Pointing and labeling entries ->
+ + + + +

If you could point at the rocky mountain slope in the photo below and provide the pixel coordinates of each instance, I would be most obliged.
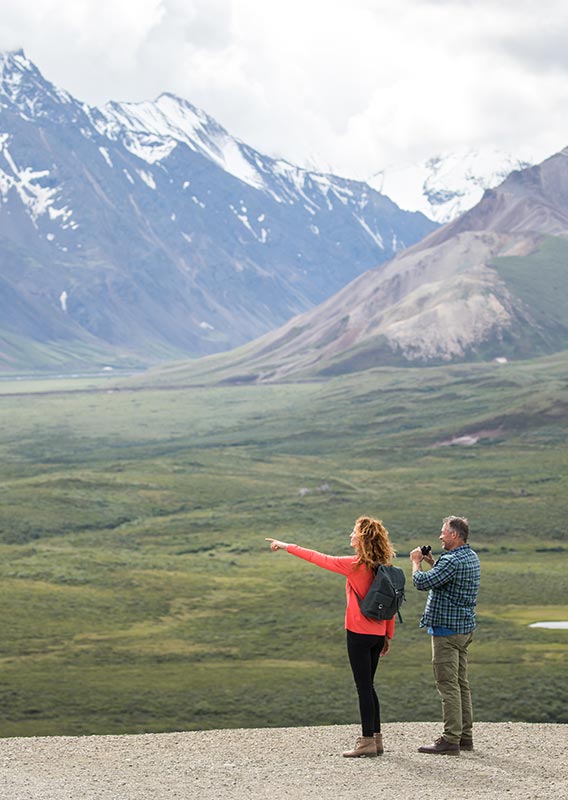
(143, 231)
(493, 284)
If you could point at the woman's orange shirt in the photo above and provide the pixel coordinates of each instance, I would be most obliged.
(359, 580)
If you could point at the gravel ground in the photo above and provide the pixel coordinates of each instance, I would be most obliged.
(510, 760)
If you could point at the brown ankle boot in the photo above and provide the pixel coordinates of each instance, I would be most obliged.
(365, 747)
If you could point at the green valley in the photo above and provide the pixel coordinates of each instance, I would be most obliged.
(138, 593)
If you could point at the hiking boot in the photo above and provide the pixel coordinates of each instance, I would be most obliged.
(441, 747)
(365, 747)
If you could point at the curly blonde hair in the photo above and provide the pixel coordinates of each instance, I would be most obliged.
(372, 543)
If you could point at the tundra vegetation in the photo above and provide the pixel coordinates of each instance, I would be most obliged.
(138, 593)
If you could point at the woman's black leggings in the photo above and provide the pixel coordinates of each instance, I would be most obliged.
(364, 650)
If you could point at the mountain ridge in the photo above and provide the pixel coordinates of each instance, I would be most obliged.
(492, 284)
(142, 232)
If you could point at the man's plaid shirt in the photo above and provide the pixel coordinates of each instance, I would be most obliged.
(452, 583)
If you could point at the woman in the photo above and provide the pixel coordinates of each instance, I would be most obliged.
(367, 639)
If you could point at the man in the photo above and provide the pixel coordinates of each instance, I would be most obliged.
(452, 585)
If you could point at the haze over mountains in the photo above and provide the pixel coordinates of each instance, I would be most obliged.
(140, 232)
(447, 185)
(493, 284)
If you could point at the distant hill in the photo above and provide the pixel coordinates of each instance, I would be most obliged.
(139, 232)
(447, 185)
(492, 284)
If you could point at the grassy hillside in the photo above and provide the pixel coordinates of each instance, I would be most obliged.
(137, 591)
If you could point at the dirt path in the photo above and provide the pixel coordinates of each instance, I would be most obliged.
(510, 760)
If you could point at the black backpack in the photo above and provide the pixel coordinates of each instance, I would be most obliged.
(385, 595)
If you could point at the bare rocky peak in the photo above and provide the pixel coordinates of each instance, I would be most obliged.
(442, 299)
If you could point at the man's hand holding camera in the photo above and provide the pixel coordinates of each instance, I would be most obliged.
(420, 554)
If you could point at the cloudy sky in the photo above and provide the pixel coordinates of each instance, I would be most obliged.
(349, 86)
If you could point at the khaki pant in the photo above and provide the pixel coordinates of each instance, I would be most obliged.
(449, 661)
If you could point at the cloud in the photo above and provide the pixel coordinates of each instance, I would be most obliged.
(348, 85)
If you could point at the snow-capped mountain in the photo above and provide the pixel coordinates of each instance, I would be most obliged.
(491, 285)
(141, 231)
(445, 186)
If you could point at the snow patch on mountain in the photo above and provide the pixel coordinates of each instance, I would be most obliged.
(445, 186)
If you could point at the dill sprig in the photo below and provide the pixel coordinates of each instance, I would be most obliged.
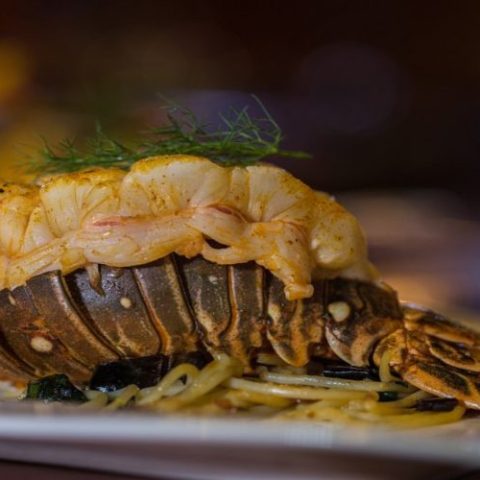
(241, 139)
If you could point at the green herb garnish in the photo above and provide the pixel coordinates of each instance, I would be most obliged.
(240, 140)
(55, 388)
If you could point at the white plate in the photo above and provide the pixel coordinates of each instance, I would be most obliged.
(229, 448)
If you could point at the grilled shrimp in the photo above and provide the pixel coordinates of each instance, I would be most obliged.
(180, 254)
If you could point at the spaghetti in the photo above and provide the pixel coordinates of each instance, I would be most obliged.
(278, 391)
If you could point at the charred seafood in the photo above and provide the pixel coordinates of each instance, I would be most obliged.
(182, 255)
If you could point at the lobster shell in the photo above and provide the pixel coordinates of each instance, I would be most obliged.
(70, 324)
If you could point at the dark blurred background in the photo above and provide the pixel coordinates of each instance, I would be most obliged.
(385, 95)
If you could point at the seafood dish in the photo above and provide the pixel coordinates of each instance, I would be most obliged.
(184, 285)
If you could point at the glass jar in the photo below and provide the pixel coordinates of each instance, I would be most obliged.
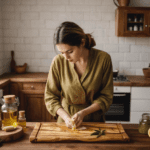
(9, 110)
(144, 123)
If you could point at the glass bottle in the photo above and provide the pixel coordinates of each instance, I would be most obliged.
(144, 123)
(9, 110)
(1, 94)
(22, 119)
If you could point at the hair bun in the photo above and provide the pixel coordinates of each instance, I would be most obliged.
(90, 41)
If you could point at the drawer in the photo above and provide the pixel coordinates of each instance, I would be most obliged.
(122, 89)
(34, 86)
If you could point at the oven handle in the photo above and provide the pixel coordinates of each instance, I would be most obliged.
(119, 95)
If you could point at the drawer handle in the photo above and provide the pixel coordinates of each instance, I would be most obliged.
(32, 87)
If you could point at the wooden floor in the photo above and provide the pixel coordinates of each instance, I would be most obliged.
(137, 142)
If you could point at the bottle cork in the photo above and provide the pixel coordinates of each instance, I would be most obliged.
(9, 99)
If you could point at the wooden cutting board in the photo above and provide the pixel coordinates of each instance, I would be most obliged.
(58, 132)
(11, 135)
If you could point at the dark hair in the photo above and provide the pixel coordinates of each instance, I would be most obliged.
(72, 34)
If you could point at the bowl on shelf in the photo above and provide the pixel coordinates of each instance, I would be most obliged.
(146, 72)
(21, 69)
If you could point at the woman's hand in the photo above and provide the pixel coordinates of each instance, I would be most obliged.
(68, 122)
(78, 118)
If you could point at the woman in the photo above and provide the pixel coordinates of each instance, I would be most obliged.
(81, 75)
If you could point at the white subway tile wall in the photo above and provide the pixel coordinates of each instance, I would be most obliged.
(27, 27)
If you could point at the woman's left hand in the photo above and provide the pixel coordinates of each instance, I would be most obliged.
(78, 118)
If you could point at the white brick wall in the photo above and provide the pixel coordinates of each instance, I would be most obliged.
(27, 27)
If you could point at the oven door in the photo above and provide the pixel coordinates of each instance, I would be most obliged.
(120, 108)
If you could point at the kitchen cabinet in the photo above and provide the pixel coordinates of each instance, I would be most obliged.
(31, 97)
(132, 22)
(140, 102)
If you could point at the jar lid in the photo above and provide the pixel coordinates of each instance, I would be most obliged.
(22, 113)
(9, 99)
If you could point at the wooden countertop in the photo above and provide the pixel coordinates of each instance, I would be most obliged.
(137, 141)
(42, 77)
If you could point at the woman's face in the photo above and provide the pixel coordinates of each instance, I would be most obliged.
(71, 53)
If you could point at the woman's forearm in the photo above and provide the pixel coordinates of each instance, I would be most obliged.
(63, 114)
(94, 107)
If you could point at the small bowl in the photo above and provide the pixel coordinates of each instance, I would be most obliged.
(21, 69)
(146, 72)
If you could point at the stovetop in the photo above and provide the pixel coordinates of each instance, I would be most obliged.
(121, 78)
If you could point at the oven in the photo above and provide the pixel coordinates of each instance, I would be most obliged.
(120, 108)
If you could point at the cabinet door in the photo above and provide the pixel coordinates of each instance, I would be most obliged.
(132, 22)
(33, 104)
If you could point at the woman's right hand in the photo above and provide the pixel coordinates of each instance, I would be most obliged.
(68, 122)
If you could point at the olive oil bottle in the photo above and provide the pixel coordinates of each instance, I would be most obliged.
(22, 119)
(9, 111)
(9, 118)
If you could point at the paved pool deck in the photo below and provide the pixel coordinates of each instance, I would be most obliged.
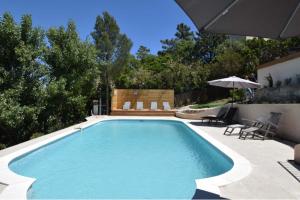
(267, 180)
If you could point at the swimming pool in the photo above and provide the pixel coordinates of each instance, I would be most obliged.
(123, 159)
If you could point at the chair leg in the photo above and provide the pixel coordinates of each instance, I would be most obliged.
(226, 130)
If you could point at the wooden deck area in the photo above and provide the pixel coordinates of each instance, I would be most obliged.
(145, 112)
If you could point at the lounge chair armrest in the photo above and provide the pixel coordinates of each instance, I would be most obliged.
(272, 124)
(248, 121)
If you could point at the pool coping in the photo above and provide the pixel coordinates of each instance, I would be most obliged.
(18, 185)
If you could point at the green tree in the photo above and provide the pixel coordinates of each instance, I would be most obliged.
(73, 77)
(113, 50)
(142, 53)
(206, 45)
(21, 79)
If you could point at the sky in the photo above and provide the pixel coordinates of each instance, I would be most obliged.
(145, 22)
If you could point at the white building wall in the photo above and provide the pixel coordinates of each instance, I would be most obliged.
(280, 71)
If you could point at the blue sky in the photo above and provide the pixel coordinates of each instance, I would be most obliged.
(145, 22)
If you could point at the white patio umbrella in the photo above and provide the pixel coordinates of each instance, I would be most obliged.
(234, 82)
(263, 18)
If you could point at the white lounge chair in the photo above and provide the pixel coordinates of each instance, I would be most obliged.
(139, 105)
(126, 105)
(153, 105)
(166, 105)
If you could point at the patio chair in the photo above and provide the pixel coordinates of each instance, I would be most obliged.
(246, 123)
(139, 105)
(166, 105)
(222, 112)
(263, 129)
(126, 105)
(153, 105)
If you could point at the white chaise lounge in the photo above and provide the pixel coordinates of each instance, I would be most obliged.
(166, 105)
(139, 105)
(153, 105)
(126, 105)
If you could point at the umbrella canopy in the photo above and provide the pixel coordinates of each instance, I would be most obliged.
(234, 82)
(262, 18)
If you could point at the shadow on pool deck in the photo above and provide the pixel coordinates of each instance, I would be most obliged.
(201, 194)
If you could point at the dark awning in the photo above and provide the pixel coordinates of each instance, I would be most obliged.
(262, 18)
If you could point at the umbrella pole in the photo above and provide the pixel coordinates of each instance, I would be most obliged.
(232, 96)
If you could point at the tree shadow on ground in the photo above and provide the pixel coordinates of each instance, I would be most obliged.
(201, 194)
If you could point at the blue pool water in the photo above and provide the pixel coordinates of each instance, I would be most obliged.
(123, 159)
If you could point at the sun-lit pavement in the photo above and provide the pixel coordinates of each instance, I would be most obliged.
(268, 179)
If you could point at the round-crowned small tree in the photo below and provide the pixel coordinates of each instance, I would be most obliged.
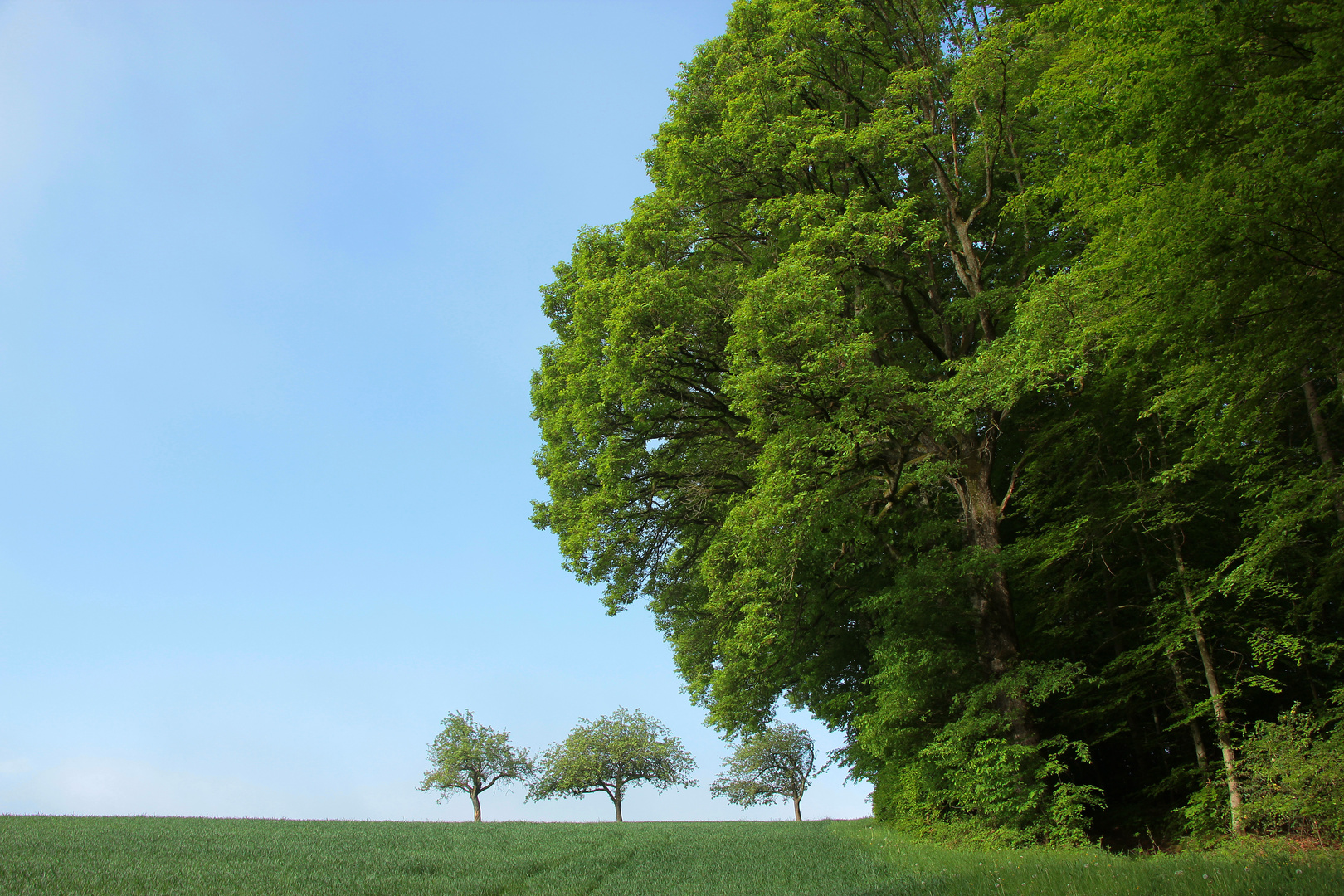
(778, 762)
(474, 758)
(617, 751)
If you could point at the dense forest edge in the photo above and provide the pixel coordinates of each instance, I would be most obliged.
(971, 379)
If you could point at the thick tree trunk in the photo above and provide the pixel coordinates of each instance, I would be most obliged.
(1322, 437)
(1215, 694)
(996, 631)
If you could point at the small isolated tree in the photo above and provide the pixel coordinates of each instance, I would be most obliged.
(769, 766)
(611, 754)
(472, 758)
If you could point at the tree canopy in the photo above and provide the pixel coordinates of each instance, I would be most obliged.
(971, 377)
(472, 758)
(611, 754)
(776, 763)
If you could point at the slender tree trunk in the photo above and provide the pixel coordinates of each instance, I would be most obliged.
(1322, 438)
(1215, 694)
(1195, 733)
(996, 631)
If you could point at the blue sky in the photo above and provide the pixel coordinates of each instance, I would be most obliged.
(268, 310)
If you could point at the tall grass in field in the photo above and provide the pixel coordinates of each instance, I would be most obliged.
(169, 856)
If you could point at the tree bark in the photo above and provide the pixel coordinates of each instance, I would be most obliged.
(1215, 694)
(996, 631)
(1322, 437)
(1195, 733)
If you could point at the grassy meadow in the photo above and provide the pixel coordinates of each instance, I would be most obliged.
(207, 856)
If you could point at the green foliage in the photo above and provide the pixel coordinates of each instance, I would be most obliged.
(776, 763)
(972, 379)
(973, 776)
(617, 751)
(472, 758)
(1294, 776)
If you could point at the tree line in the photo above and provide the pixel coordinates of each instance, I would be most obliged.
(609, 755)
(972, 379)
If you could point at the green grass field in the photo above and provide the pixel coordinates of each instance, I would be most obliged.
(95, 856)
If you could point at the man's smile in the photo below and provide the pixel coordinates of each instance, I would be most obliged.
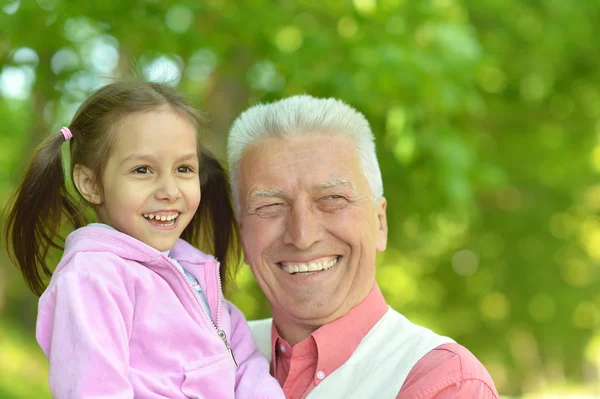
(312, 266)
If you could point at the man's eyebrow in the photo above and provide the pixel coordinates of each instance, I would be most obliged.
(272, 192)
(334, 183)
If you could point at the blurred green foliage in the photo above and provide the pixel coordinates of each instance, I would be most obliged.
(487, 117)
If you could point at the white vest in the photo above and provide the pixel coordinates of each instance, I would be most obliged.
(380, 364)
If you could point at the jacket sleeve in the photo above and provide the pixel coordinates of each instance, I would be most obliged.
(252, 378)
(83, 328)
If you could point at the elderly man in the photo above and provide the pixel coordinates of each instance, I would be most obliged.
(308, 191)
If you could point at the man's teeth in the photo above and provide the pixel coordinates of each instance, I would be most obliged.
(161, 217)
(309, 267)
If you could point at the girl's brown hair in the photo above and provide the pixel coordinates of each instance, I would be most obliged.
(43, 201)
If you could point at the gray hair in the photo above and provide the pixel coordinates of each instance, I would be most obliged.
(302, 116)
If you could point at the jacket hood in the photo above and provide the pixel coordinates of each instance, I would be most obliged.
(97, 238)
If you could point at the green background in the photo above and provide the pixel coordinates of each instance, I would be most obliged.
(487, 118)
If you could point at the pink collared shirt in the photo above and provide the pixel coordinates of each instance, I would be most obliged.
(448, 371)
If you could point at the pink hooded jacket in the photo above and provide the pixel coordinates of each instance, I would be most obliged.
(119, 320)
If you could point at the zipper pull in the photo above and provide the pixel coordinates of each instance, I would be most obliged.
(224, 338)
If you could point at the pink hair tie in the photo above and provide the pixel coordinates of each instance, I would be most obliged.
(67, 133)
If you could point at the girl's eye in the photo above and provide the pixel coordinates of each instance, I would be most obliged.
(141, 170)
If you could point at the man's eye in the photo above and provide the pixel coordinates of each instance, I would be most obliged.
(332, 202)
(270, 210)
(141, 170)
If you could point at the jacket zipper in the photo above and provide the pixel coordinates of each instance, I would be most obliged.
(220, 332)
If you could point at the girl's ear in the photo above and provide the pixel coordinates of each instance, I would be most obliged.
(86, 183)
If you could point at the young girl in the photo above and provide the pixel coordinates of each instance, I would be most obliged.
(132, 310)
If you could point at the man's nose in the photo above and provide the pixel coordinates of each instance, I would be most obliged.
(168, 189)
(303, 227)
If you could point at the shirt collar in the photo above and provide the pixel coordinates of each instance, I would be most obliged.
(337, 340)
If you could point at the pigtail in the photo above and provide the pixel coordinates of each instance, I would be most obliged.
(214, 222)
(35, 211)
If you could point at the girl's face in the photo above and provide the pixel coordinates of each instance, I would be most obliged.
(151, 187)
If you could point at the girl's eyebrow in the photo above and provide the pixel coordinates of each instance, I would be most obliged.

+ + + + +

TASK GOAL ->
Write out, word for word, the line containing "If you could point at the shirt" and every line after it to the end of the data above.

ANSWER IN FULL ->
If you could point at the shirt collar in the photo above and provide the pixel coordinates of each instance, I would be most obliged.
(337, 340)
If you could point at the pigtail in the photo above and provide the pixel coordinates of each instance, I would be most obliged.
(214, 222)
(35, 211)
If you could point at the girl's face in the photo above and provide the pixel coordinates of each instance, I would be most obliged.
(151, 187)
If you could point at the girl's eyebrow in the photo above and provide the pixel coordinates of each instance, I would be most obliged.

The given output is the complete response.